### GOAL
Please output the rows below verbatim, leaving out the pictures.
— Start GIVEN DATA —
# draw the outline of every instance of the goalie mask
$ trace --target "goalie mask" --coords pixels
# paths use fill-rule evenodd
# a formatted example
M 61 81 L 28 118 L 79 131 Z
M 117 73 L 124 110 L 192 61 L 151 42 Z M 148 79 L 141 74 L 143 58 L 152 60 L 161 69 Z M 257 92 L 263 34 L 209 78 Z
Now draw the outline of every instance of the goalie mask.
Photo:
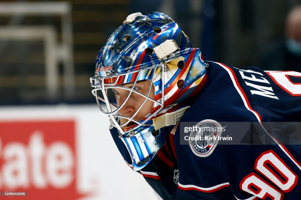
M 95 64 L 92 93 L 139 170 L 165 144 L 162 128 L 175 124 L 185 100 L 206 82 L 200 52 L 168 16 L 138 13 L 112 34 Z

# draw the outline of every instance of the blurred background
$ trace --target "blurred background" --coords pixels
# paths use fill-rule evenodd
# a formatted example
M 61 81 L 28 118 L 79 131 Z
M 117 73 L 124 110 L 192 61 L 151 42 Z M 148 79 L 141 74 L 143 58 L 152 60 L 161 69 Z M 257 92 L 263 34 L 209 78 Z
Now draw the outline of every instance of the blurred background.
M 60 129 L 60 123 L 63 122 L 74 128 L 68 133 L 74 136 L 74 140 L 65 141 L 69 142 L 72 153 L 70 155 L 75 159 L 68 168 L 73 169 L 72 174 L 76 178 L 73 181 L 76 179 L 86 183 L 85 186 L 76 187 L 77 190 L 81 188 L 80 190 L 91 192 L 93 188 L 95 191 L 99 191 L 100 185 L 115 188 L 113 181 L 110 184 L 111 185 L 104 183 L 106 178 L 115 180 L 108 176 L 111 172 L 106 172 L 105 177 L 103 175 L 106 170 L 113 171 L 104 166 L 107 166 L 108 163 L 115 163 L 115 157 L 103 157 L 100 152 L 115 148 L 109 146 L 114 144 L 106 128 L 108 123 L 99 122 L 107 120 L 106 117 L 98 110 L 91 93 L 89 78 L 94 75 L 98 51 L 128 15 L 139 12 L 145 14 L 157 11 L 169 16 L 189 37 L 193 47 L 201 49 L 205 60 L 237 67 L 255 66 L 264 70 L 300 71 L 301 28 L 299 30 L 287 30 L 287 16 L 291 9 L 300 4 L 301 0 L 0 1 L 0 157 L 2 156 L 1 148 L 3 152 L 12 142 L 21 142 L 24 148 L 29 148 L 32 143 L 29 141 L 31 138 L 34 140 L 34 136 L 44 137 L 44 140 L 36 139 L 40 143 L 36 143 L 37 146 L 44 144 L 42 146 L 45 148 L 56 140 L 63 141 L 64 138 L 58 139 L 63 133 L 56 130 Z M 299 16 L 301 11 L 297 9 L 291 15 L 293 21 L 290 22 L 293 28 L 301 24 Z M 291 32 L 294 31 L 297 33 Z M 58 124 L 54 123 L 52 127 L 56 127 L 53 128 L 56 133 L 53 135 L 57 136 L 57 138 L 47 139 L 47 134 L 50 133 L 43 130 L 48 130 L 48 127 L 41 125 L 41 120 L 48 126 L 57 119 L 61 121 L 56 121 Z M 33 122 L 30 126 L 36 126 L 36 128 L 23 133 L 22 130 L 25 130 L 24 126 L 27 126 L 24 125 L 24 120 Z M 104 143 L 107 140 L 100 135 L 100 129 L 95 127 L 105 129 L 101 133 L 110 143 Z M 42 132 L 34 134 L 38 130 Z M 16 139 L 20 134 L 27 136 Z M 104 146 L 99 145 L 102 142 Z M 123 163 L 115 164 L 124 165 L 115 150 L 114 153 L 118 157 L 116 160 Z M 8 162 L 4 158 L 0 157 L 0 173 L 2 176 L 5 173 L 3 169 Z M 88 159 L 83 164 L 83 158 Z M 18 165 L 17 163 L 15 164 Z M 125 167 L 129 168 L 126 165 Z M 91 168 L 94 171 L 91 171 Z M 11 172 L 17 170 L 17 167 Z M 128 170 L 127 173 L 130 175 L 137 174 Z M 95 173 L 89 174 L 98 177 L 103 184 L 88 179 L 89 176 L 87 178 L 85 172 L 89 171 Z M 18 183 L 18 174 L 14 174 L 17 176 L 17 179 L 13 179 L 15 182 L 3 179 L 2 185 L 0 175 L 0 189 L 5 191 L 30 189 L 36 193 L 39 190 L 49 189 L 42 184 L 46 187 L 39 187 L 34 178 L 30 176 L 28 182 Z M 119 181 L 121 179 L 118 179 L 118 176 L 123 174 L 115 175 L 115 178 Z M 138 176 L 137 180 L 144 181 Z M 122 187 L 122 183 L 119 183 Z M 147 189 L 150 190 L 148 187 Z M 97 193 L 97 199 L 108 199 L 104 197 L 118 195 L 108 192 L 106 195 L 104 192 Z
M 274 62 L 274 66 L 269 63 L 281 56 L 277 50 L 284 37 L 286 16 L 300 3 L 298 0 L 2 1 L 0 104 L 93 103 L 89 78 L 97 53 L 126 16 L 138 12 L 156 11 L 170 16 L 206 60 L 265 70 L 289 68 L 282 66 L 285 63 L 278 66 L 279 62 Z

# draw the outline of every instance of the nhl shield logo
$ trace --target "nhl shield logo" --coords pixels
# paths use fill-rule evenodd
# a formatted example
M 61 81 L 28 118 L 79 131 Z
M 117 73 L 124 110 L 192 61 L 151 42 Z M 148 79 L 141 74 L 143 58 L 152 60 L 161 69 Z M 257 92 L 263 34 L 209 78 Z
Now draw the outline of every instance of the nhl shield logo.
— End GIVEN DATA —
### ANSWER TO THE PROBLEM
# draw the outline of every instance of the goalie mask
$ trace --target "goalie mask" --coords pixels
# paths use fill-rule evenodd
# a formatted example
M 61 81 L 28 118 L 79 131 Z
M 117 73 L 124 110 L 192 61 L 151 42 Z M 148 79 L 141 74 L 143 58 L 152 60 L 161 69 Z M 257 92 L 263 34 L 209 78 Z
Now draw the outline of every instance of the goalie mask.
Photo:
M 95 64 L 92 93 L 139 170 L 165 144 L 162 128 L 175 124 L 185 100 L 206 82 L 200 52 L 168 16 L 138 13 L 112 34 Z

# draw the outline of every instance of the blurred background
$ trace --target "blurred background" --coords pixels
# paths use fill-rule evenodd
# a formatted example
M 61 81 L 28 118 L 79 131 Z
M 117 73 L 124 110 L 192 61 L 151 42 Z M 148 79 L 141 74 L 143 58 L 152 60 L 161 69 Z M 257 92 L 263 34 L 209 78 Z
Now draw the outline of every instance of the blurred background.
M 60 129 L 60 123 L 63 122 L 74 128 L 68 133 L 74 136 L 74 140 L 65 141 L 69 142 L 72 153 L 70 155 L 75 159 L 68 168 L 73 169 L 72 174 L 76 178 L 73 181 L 76 179 L 86 183 L 85 186 L 76 187 L 77 190 L 81 188 L 80 190 L 91 192 L 93 188 L 95 191 L 99 191 L 100 185 L 115 188 L 113 181 L 110 184 L 111 185 L 104 183 L 106 178 L 115 180 L 108 176 L 111 172 L 106 172 L 105 177 L 103 175 L 106 170 L 113 171 L 104 166 L 107 166 L 108 163 L 115 163 L 115 157 L 103 157 L 100 152 L 115 148 L 109 146 L 114 144 L 106 128 L 108 123 L 99 122 L 107 120 L 106 117 L 98 110 L 91 93 L 89 78 L 94 75 L 98 51 L 128 15 L 139 12 L 145 14 L 157 11 L 169 16 L 189 37 L 193 47 L 201 49 L 205 60 L 237 67 L 255 66 L 264 70 L 300 71 L 301 28 L 299 30 L 287 30 L 287 16 L 291 9 L 300 4 L 301 0 L 0 1 L 0 157 L 2 156 L 1 148 L 3 152 L 12 142 L 21 142 L 24 148 L 29 148 L 32 143 L 29 141 L 31 138 L 34 140 L 34 136 L 44 137 L 44 140 L 36 139 L 40 143 L 36 143 L 37 146 L 44 144 L 42 146 L 45 148 L 56 140 L 63 141 L 64 138 L 58 139 L 63 133 L 56 130 Z M 299 16 L 301 11 L 297 9 L 291 15 L 293 21 L 290 22 L 293 28 L 301 24 Z M 291 32 L 294 31 L 297 33 Z M 58 124 L 54 123 L 52 127 L 56 127 L 53 128 L 56 133 L 53 135 L 57 136 L 57 138 L 47 139 L 47 134 L 50 133 L 43 130 L 48 130 L 48 127 L 41 125 L 41 120 L 48 126 L 57 119 L 61 121 L 56 121 Z M 33 122 L 30 126 L 36 126 L 36 128 L 23 133 L 22 130 L 25 130 L 24 126 L 27 126 L 24 125 L 24 120 Z M 104 143 L 107 140 L 100 135 L 100 129 L 95 127 L 105 129 L 101 133 L 110 143 Z M 42 132 L 34 134 L 38 130 Z M 16 139 L 20 134 L 27 136 Z M 104 146 L 99 145 L 102 142 Z M 123 163 L 115 164 L 124 165 L 115 150 L 114 153 L 118 157 L 116 160 Z M 8 162 L 4 158 L 0 157 L 0 173 L 2 176 L 5 173 L 3 169 Z M 88 159 L 83 164 L 83 158 Z M 18 165 L 17 163 L 15 164 Z M 125 167 L 129 168 L 126 165 Z M 91 168 L 94 171 L 91 171 Z M 11 172 L 17 170 L 17 167 Z M 128 170 L 127 173 L 130 175 L 137 174 Z M 95 173 L 89 174 L 98 177 L 103 184 L 88 179 L 89 176 L 87 178 L 85 172 L 89 171 Z M 18 183 L 18 174 L 14 174 L 17 176 L 17 179 L 13 179 L 15 182 L 3 179 L 2 185 L 0 175 L 0 189 L 5 191 L 30 189 L 36 193 L 39 190 L 49 189 L 42 184 L 46 187 L 39 187 L 34 178 L 30 176 L 28 182 Z M 119 181 L 121 179 L 118 179 L 118 176 L 123 174 L 115 175 L 115 178 Z M 138 176 L 137 180 L 144 181 Z M 122 187 L 122 183 L 119 183 Z M 147 189 L 150 190 L 148 187 Z M 97 193 L 97 199 L 108 199 L 104 197 L 118 195 L 108 192 L 106 195 L 104 192 Z
M 274 62 L 274 66 L 269 63 L 281 56 L 277 50 L 284 37 L 286 16 L 300 3 L 298 0 L 2 1 L 0 104 L 93 103 L 89 78 L 97 53 L 126 16 L 138 12 L 156 11 L 170 16 L 206 60 L 265 70 L 289 68 L 282 66 L 285 63 L 278 66 L 279 62 Z

# draw the outline of every instance of the nhl shield logo
$ trace --target "nhl shield logo" --coords pixels
# paths use fill-rule evenodd
# a formatted example
M 61 81 L 28 118 L 79 131 Z
M 117 73 L 124 110 L 192 61 L 151 42 Z M 148 79 L 141 74 L 143 58 L 152 60 L 161 69 Z M 257 92 L 263 34 L 209 78 Z
Now draw the outline of every instance of the nhl shield logo.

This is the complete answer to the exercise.